STUDY MATERIAL
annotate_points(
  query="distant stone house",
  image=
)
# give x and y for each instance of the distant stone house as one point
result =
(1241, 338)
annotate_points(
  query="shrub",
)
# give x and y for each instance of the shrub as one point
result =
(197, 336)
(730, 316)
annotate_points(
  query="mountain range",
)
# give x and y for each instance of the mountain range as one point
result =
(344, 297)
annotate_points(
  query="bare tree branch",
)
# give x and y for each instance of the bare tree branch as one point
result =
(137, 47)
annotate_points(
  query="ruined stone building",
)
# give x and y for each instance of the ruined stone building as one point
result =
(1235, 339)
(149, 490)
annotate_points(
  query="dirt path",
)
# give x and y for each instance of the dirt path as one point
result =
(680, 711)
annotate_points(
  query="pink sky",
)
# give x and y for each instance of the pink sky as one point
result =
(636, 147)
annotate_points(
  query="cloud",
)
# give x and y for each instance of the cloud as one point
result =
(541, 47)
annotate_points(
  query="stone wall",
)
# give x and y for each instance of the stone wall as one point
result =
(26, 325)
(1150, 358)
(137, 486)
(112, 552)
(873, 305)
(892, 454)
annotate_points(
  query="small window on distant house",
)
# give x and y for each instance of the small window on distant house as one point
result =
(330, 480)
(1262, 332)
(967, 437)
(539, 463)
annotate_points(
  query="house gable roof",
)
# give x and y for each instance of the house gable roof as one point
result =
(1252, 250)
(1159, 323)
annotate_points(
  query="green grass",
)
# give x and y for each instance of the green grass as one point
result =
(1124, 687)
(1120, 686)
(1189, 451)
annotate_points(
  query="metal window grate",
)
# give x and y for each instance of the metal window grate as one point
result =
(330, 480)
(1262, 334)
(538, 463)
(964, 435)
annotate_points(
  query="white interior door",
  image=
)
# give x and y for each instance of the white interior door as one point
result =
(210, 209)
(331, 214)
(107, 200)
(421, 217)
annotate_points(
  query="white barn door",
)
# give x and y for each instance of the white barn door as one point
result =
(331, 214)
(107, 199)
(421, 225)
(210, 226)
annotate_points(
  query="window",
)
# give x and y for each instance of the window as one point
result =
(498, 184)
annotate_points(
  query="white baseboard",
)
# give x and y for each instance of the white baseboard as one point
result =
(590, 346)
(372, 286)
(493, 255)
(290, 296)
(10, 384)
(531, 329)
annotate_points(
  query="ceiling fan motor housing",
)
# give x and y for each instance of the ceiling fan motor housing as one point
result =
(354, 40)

ABOUT THIS EXERCISE
Lines that hold "building" are the ones to copy, so pick each out from the data.

RESPONSE TO THIS EXERCISE
  query="ruined stone building",
# give x and y for each instance of the ruined stone building as one point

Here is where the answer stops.